[A run of records]

= = = = = = =

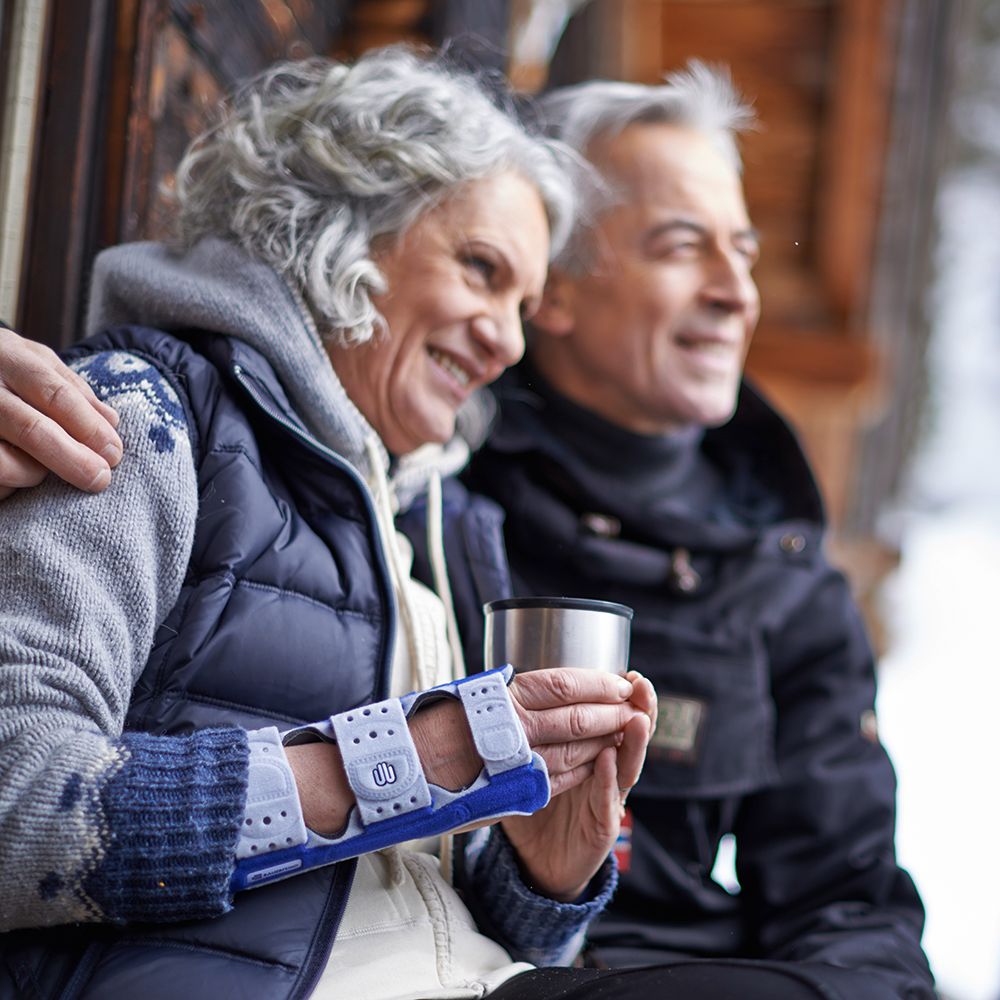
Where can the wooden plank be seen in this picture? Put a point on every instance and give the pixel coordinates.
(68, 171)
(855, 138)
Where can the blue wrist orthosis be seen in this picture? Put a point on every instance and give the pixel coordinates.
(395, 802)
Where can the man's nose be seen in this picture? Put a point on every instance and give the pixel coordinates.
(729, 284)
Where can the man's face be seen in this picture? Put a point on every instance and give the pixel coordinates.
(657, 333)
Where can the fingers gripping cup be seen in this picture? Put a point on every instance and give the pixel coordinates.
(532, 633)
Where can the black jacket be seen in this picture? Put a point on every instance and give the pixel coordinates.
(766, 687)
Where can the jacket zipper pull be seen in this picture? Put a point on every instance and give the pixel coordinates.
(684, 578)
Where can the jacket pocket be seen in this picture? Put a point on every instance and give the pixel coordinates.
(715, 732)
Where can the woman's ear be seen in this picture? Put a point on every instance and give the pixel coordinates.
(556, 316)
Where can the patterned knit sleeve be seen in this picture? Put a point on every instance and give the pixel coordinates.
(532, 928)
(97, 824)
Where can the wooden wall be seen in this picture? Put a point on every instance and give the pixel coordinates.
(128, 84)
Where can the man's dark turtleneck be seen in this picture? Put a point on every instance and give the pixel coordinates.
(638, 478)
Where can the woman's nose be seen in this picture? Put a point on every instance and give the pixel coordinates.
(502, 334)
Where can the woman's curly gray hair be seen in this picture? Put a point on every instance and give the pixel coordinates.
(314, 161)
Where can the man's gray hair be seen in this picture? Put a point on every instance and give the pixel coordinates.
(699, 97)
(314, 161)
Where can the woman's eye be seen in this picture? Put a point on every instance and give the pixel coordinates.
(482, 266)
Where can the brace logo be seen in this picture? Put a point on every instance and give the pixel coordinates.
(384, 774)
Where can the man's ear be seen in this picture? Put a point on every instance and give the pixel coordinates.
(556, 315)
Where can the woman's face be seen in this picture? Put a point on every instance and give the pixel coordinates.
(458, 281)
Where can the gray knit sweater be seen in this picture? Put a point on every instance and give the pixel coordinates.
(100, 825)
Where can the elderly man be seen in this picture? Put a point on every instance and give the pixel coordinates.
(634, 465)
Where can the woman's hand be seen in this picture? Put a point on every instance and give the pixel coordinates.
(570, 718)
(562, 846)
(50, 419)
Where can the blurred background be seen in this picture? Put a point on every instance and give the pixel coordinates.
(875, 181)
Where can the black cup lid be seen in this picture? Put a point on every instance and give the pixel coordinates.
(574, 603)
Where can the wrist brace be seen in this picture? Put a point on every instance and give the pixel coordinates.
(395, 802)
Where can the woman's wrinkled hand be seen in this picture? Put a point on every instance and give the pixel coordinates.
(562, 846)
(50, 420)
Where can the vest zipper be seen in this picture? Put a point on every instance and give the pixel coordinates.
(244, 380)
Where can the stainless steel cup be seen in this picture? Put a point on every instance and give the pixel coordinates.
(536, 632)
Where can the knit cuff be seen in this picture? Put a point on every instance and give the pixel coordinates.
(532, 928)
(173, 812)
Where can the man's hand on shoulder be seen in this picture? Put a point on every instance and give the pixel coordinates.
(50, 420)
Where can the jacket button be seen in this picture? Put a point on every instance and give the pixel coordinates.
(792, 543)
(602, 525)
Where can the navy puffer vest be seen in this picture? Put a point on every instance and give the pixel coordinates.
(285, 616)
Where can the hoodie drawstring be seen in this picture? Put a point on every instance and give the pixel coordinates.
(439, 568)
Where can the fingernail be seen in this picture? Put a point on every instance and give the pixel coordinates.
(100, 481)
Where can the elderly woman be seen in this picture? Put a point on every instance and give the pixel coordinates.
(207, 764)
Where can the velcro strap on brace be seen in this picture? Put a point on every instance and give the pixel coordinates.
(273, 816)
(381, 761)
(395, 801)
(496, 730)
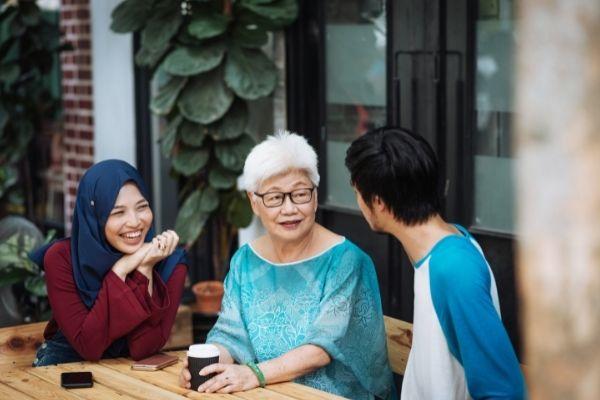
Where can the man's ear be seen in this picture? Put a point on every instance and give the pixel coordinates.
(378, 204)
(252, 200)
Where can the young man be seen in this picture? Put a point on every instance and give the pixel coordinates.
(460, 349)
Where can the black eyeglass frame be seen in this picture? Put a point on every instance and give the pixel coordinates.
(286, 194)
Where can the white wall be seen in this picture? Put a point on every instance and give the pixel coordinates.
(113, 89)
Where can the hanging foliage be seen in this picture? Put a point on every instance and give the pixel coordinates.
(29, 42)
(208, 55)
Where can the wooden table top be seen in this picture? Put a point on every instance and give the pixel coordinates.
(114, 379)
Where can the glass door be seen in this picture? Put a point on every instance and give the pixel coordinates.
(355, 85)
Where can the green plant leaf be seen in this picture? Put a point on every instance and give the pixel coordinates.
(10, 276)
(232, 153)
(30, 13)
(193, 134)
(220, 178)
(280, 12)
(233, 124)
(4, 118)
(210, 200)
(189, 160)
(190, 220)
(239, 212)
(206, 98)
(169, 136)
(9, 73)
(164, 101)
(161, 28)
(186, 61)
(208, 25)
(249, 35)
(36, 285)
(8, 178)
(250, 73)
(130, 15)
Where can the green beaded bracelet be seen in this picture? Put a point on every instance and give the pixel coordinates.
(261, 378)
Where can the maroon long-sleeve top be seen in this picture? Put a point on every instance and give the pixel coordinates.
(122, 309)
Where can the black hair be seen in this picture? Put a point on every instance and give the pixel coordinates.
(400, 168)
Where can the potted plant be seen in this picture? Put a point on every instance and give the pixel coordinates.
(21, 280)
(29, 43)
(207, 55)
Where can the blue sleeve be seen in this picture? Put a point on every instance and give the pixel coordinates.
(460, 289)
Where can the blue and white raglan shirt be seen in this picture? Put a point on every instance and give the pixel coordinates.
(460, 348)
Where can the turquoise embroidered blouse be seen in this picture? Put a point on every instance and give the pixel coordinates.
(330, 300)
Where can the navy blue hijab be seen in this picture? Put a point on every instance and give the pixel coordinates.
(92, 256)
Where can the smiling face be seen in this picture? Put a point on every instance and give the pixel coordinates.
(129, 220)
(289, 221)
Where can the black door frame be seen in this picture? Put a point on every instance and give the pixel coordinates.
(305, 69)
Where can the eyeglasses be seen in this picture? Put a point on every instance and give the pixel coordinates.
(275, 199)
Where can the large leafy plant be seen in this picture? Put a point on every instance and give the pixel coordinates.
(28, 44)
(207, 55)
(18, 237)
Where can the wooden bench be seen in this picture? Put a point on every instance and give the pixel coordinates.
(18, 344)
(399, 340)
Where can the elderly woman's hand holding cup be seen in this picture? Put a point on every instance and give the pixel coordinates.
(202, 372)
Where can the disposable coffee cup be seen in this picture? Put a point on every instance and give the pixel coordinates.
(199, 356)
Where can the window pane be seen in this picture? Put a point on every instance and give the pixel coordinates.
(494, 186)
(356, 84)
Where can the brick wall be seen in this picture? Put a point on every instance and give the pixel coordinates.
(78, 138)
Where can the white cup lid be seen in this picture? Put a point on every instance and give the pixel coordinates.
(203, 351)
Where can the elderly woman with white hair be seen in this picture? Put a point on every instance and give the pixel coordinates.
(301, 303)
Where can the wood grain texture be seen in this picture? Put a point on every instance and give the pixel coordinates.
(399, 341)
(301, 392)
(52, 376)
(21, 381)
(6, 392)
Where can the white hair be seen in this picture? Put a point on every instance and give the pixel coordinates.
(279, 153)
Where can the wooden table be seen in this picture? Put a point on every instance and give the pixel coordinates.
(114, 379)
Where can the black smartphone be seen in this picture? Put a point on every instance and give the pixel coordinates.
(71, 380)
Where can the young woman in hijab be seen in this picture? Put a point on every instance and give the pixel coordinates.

= = = = = = =

Repeat each entry exactly as it appears; skip any picture.

Where can the wooden plank be seen in this picture? Put a point on every instance and give the pixel coordinates.
(68, 171)
(855, 138)
Where can the blue wrist orthosis be seen in this picture? Put a point on every instance and give the pixel coordinates.
(395, 802)
Where can the man's nose be seen in this picture? Put a point on every instance and give the pixel coordinates.
(729, 284)
Where can the man's face be seen in this picture? Put a point on every instance and give the pixel coordinates.
(657, 333)
Where can the fingers gripping cup be seen in this picture? Put a point on every instance and give the pixel coordinates.
(532, 633)
Where can the black jacket be seen in this picture? Put a point on every instance and give the pixel coordinates.
(766, 687)
Where can the jacket zipper pull be seen in this picture? Put a point on every instance and give the pixel coordinates.
(684, 578)
Where can the jacket pocket be seen in this picture? Put a point on every instance and give the pixel coordinates.
(715, 732)
Where can the woman's ear be seen in this picture? Put a point on every instance and give the pixel coordinates.
(556, 316)
Where can the patterned knit sleeve be seen in this picture? Put a point on every instance and give the pixel coordinates.
(532, 928)
(97, 824)
Where can the wooden wall be seen in this picture? Put a point on every instance and give the pixel coordinates.
(128, 84)
Where can the man's dark turtleneck be seen in this picture? Put a point on every instance and give the pixel coordinates.
(638, 478)
Where can the woman's nose be seen in this picture? Put a point on every instance and give the pixel coordinates.
(502, 334)
Where can the woman's curly gray hair be seen in this picture? Put a point on every instance and give the pixel coordinates.
(314, 161)
Where can the man's gray hair be seen in this picture? Put a point on every instance and give the pixel coordinates.
(699, 97)
(314, 161)
Where can the woman's eye be seen in this picture? Put a point on every instance and give the pixel coordinates.
(482, 266)
Where can the brace logo be seen in this picture? Put a point on every instance and give the pixel coordinates.
(384, 774)
Where can the man's ear be seen in this picture? Put a point on every instance and give the pixel coordinates.
(556, 315)
Where can the woman's face be seen in this picture? Put a point on every instance and give the pixel coordinates.
(458, 281)
Where can the gray knit sweater be seen in this picture? Put a point on every instance and give the pixel coordinates.
(100, 825)
Where can the elderly man be seen in this picture? Put a point on every instance and give the pixel coordinates.
(634, 465)
Where can the woman's hand be seen in this picture? Put a point on every instance and give the pixel coordinates.
(570, 718)
(562, 846)
(50, 419)
Where can the blurred background be seen in this picture? Put a point on every instance and give the pixel coordinates.
(875, 181)
Where can the black cup lid be seen in this picture? Put a point on every instance and give the pixel coordinates.
(574, 603)
Where can the wrist brace be seen in this picture? Put a point on every instance and give the pixel coordinates.
(395, 802)
Where can the woman's wrinkled hand be seen in this picture? Put a point on every instance and give the pixel coordinates.
(562, 846)
(50, 420)
Where can the vest zipper be seen in this picture? Put a point on every instance and give the pixel coordinates.
(244, 380)
Where can the stainless steel cup be seen in this picture? Put a point on every instance and give the pixel coordinates.
(536, 632)
Where can the knit cuff be seen in this picture? Put a point on every instance and give the pixel coordinates.
(532, 928)
(173, 812)
Where can the man's hand on shoulder be seen in this picture? Put a point on every instance and give the pixel coordinates.
(50, 420)
Where can the jacket button be seen in this picture? Put a point on every instance and give the pixel coordinates.
(792, 543)
(602, 525)
Where can the navy puffer vest be seen in this picture? Put a point on every instance and give the pixel coordinates.
(285, 616)
Where can the hoodie drawstring be seen in this picture? Put a point on every instance and give the pixel coordinates.
(439, 568)
Where can the fingernail be seen in this picture? Put a point on every instance and give the pixel coordinates.
(100, 481)
Where can the elderly woman be seen in this picture? Put a point on every instance and give the pixel coordinates.
(207, 764)
Where can the velcro strap on brace be seen in this picture? Put a point on every instance and give the pixel coordinates.
(273, 816)
(381, 761)
(395, 801)
(496, 730)
Where can the man's ear be seen in this picture? Put a point on every instance and give the pixel coordinates.
(378, 204)
(252, 200)
Where can the young man be seen in this picture? Put a point on every instance and give the pixel coordinates.
(460, 349)
Where can the black eyeglass frame be seen in this picture? Put a point on every instance and give the pixel coordinates.
(286, 194)
Where can the white wall be seen in this picture? Put a point on every instance and give the pixel coordinates.
(113, 89)
Where can the hanging foliage be seen in this picture? Put a point on every instance and give the pixel coordinates.
(29, 42)
(208, 55)
Where can the wooden table top be seen in this picture? Put a point on every instance and give the pixel coordinates.
(114, 379)
Where can the glass door be seen in this picture? Put a point on every instance and give the pixel coordinates.
(355, 85)
Where can the green plant leaf be seen in this picture? Put a point on every instance and give the pixel coordinates.
(10, 276)
(232, 153)
(30, 13)
(193, 134)
(220, 178)
(280, 12)
(233, 124)
(4, 118)
(210, 200)
(189, 160)
(190, 220)
(239, 212)
(206, 98)
(169, 136)
(9, 73)
(164, 101)
(161, 28)
(186, 61)
(208, 25)
(249, 35)
(36, 285)
(8, 178)
(250, 73)
(130, 15)
Where can the green beaded bracelet be seen in this picture? Put a point on every instance and give the pixel coordinates.
(261, 378)
Where can the maroon long-sleeve top be seen in this picture? Put a point on every instance and give the pixel coordinates.
(122, 309)
Where can the black hair be seen in this picture? Put a point on every instance and give the pixel coordinates.
(400, 168)
Where can the potted plant be seen in this picture? Put a point on every instance and give the pixel coordinates.
(21, 280)
(29, 43)
(207, 55)
Where can the blue sleeve be seen in this picture? Put a point on every instance and give the pixel coordinates.
(460, 289)
Where can the blue and white raglan shirt be seen in this picture? Put a point on every instance and give the pixel coordinates.
(460, 348)
Where can the turquoise embroidered blouse be seen in this picture? Put a point on every instance and give the pixel coordinates.
(330, 300)
Where can the navy blue hijab be seen in this picture? Put a point on every instance and give the pixel coordinates.
(92, 256)
Where can the smiling face be seen in this picture? Put a point on every instance and give the pixel coordinates.
(129, 220)
(289, 221)
Where can the black door frame be seen in this picture? Put a point on every instance and give the pixel coordinates.
(305, 69)
Where can the eyeglasses be seen in this picture? Put a point on every instance and give the pixel coordinates.
(275, 199)
Where can the large leafy plant be seen in this picture? Put a point on every instance and give the pixel coordinates.
(28, 44)
(207, 55)
(18, 237)
Where can the wooden bench be seen in this picture? Put a point on every instance and give the pixel coordinates.
(18, 344)
(399, 340)
Where can the elderly woman's hand holding cup be seen in this picture? Put a point on every instance and give the pixel coordinates.
(202, 372)
Where can the disposable coffee cup be seen in this picture? Put a point on every instance and give the pixel coordinates.
(199, 356)
Where can the window pane be seen in this picture? Put a point on every instance and give the pixel coordinates.
(494, 186)
(356, 84)
Where can the brick wall be seen in this picture? Put a point on every instance and give the pixel coordinates.
(78, 138)
Where can the white cup lid be seen in this picture? Put a point on every instance and give the pixel coordinates.
(203, 351)
Where can the elderly woman with white hair be seen in this picture? Put a point on every instance and give the pixel coordinates.
(301, 303)
Where can the wood grain texture be seen in this picture? Put a point on every instance and give the pixel coordinates.
(399, 341)
(301, 392)
(52, 376)
(21, 381)
(6, 392)
Where can the white hair be seen in this picture? Put a point on every instance and give the pixel coordinates.
(279, 153)
Where can the wooden table be seen in this picture? Put a point on every instance and give the pixel coordinates.
(114, 379)
Where can the black smartphone be seen in this picture? Put a point on every instance and give the pixel coordinates.
(71, 380)
Where can the young woman in hijab be seen in this picture? Put a point on every instance and give the pixel coordinates.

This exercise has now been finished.